### [Stated problem]
Pictures do not belong in the copy, so please give every entry below again exactly.

### [Extracted records]
● ● ● ● ● ● ●

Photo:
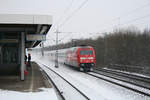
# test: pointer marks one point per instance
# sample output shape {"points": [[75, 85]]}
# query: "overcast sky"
{"points": [[95, 16]]}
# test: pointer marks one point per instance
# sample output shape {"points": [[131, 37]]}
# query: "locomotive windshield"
{"points": [[86, 52]]}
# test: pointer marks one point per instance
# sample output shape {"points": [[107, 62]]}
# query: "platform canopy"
{"points": [[13, 24]]}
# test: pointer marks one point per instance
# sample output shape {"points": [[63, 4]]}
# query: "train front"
{"points": [[86, 58]]}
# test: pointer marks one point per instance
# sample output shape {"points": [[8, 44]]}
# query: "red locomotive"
{"points": [[81, 57]]}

● ● ● ● ● ● ●

### [Task response]
Photo:
# test: pointer marks one point per instance
# sample output shape {"points": [[75, 85]]}
# query: "overcast sky"
{"points": [[95, 16]]}
# test: pointer marks one point per instance
# sample output shape {"points": [[131, 37]]}
# query: "locomotive windshield"
{"points": [[86, 52]]}
# test: pointer marks one point per instance
# sample output shape {"points": [[107, 62]]}
# query: "platform canopy"
{"points": [[13, 24]]}
# test: pointer marks one point per instance
# sample output shape {"points": [[63, 4]]}
# query: "train front"
{"points": [[86, 58]]}
# test: pointer marks one point per instance
# sample output shape {"points": [[8, 44]]}
# query: "red locomotive"
{"points": [[81, 57]]}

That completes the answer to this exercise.